--- Exercise requirements ---
In the records below, the lines from the one containing "Mark the fluted" through the last are to be reproduced exactly and alone.
(Supplied records begins)
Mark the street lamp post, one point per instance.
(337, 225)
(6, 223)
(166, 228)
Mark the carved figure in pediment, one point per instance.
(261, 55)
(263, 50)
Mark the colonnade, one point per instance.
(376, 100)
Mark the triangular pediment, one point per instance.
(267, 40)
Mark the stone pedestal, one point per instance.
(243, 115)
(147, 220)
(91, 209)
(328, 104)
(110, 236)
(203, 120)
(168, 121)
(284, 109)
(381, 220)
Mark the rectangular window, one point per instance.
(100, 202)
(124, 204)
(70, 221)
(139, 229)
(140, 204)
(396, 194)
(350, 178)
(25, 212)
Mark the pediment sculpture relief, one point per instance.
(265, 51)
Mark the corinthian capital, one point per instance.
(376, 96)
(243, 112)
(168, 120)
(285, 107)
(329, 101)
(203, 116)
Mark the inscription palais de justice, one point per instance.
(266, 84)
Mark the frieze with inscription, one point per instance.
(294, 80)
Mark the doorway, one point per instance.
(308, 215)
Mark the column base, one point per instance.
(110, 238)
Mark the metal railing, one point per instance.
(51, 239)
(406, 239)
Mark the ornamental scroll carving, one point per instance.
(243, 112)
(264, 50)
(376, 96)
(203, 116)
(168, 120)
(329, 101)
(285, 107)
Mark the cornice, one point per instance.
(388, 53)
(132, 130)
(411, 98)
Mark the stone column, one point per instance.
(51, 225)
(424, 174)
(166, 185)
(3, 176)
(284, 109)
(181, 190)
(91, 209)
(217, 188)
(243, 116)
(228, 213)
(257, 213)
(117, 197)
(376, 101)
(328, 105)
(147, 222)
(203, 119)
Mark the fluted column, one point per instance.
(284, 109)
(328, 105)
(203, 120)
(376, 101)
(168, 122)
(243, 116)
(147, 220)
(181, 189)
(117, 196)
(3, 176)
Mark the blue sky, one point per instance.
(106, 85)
(Supplied records ends)
--- Result of the task ---
Mark the fluted column, one point per instance.
(284, 109)
(328, 105)
(203, 120)
(376, 101)
(168, 122)
(243, 116)
(147, 220)
(181, 189)
(117, 196)
(3, 176)
Mark the blue sky, one point per instance.
(106, 85)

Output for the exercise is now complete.